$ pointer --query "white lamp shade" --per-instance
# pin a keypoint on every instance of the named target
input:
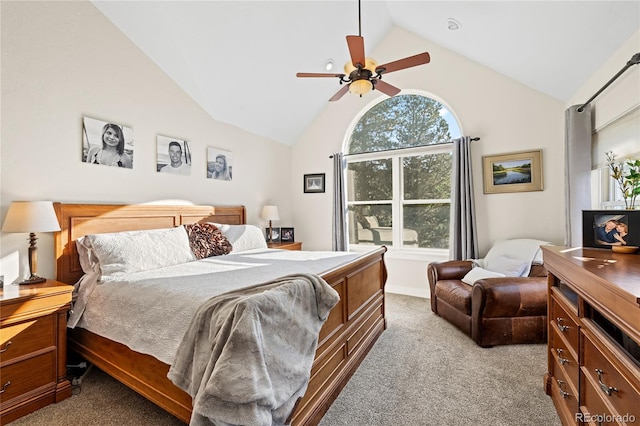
(31, 216)
(270, 213)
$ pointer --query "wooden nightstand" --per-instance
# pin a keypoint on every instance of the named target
(33, 347)
(286, 246)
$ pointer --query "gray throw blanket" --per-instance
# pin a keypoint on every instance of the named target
(247, 355)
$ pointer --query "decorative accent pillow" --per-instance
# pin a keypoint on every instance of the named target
(134, 251)
(243, 237)
(507, 266)
(207, 240)
(479, 273)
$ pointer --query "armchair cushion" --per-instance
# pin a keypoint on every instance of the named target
(478, 273)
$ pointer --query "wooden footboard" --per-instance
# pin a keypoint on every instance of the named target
(347, 336)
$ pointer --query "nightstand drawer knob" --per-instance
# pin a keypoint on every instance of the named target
(5, 347)
(605, 388)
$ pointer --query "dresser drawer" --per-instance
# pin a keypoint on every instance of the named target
(604, 385)
(24, 376)
(26, 337)
(564, 357)
(564, 395)
(561, 320)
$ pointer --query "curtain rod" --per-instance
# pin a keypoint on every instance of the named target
(635, 60)
(384, 150)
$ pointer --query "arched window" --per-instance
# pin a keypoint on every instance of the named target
(399, 174)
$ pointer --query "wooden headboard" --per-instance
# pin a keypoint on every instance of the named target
(77, 220)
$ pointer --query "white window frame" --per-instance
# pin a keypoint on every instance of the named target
(398, 202)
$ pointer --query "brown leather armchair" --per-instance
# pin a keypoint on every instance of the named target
(494, 311)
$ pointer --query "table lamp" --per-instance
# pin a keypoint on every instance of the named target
(31, 217)
(270, 213)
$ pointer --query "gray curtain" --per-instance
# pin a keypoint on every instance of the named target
(339, 242)
(577, 166)
(463, 239)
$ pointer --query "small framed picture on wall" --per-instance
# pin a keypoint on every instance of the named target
(106, 143)
(219, 164)
(174, 156)
(314, 183)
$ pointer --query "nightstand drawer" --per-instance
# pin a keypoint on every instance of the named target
(26, 337)
(22, 377)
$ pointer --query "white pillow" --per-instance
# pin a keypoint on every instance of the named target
(478, 273)
(134, 251)
(243, 237)
(88, 259)
(507, 266)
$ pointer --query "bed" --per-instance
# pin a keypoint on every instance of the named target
(350, 331)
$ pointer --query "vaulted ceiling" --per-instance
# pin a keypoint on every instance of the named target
(238, 59)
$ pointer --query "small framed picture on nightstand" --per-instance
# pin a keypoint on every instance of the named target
(275, 235)
(286, 235)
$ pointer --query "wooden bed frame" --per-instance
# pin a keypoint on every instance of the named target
(345, 339)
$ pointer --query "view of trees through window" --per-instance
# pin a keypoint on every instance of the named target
(399, 174)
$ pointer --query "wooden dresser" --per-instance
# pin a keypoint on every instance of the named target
(594, 335)
(33, 342)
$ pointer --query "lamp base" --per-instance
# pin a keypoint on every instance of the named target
(33, 279)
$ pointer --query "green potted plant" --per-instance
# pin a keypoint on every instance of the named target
(627, 176)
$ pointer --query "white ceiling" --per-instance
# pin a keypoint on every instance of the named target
(238, 59)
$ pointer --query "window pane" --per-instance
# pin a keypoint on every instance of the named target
(370, 180)
(403, 121)
(431, 222)
(427, 177)
(370, 224)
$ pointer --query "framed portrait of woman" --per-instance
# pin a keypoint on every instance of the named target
(107, 143)
(219, 164)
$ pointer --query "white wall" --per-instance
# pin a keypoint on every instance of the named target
(506, 115)
(64, 60)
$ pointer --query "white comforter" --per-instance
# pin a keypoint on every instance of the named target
(150, 311)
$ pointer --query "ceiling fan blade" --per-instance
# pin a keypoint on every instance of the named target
(340, 93)
(386, 88)
(400, 64)
(318, 74)
(356, 49)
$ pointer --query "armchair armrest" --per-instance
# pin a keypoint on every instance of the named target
(446, 270)
(509, 297)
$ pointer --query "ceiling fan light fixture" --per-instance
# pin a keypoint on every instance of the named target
(360, 87)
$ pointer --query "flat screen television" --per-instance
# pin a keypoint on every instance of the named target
(606, 228)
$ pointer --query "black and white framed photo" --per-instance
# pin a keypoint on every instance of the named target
(275, 235)
(286, 235)
(107, 144)
(219, 164)
(314, 183)
(173, 156)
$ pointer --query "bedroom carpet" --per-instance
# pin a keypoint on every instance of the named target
(422, 371)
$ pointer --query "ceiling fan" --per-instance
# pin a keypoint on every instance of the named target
(364, 74)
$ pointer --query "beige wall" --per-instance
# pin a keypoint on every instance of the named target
(506, 115)
(64, 60)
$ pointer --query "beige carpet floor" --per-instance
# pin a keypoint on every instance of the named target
(422, 371)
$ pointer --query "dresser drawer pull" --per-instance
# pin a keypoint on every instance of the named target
(562, 392)
(606, 389)
(560, 326)
(561, 360)
(5, 347)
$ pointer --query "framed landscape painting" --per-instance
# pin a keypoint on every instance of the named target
(514, 172)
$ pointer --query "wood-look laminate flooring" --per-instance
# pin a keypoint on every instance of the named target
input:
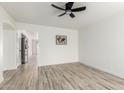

━━━━

** WHAT YOU HAVE TO DO **
Which lines in the listing contain the word "carpet"? Extract each of them in full.

** RESULT OF THIS EXERCISE **
$ pointer --query "bedroom carpet" --per-instance
$ pointer --query "beige carpet floor" --per-instance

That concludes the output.